WRITTEN INSTRUCTION: Can you output every line of the material below as a numbered list, skipping blank lines and leaving out the pictures?

Entries for labeling bounding boxes:
################

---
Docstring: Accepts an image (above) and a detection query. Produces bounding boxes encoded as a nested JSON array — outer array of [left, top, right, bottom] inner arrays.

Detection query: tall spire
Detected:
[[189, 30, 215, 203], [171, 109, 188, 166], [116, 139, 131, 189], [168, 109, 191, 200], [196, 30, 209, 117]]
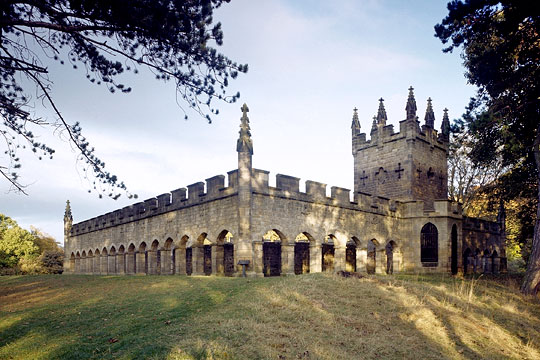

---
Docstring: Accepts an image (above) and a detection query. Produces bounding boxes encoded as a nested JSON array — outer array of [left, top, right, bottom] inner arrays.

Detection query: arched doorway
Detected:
[[345, 236, 360, 272], [450, 224, 458, 275], [463, 248, 473, 274], [216, 230, 234, 276], [366, 239, 379, 274], [322, 234, 337, 272], [263, 229, 283, 276], [384, 240, 401, 275], [126, 243, 137, 274], [294, 233, 309, 275], [420, 223, 439, 267]]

################

OUTPUT BELOW:
1. ---
2. Docstring: Accepts an image (above) and a detection query. Produces bounding boxes encoded as a nested JSON array — outer array of [left, top, right, bottom] inner arrays.
3. Detection query: tall spire
4. Detected:
5. [[189, 30, 215, 203], [171, 109, 188, 166], [116, 139, 131, 189], [168, 109, 191, 200], [196, 30, 209, 117]]
6. ---
7. Docstring: Accepts an image (above) and a detection query. Produces bounding boxes encoded as a nested JSON array — outer array of [left, top, right, bottom] inner arrays.
8. Detection query: arched doorway
9. Detected:
10. [[345, 236, 360, 272], [450, 224, 458, 275], [463, 248, 473, 274], [216, 230, 234, 276], [366, 239, 379, 274], [322, 234, 337, 272], [263, 229, 283, 276], [384, 240, 401, 275], [126, 243, 137, 274], [294, 233, 309, 275], [420, 223, 439, 267]]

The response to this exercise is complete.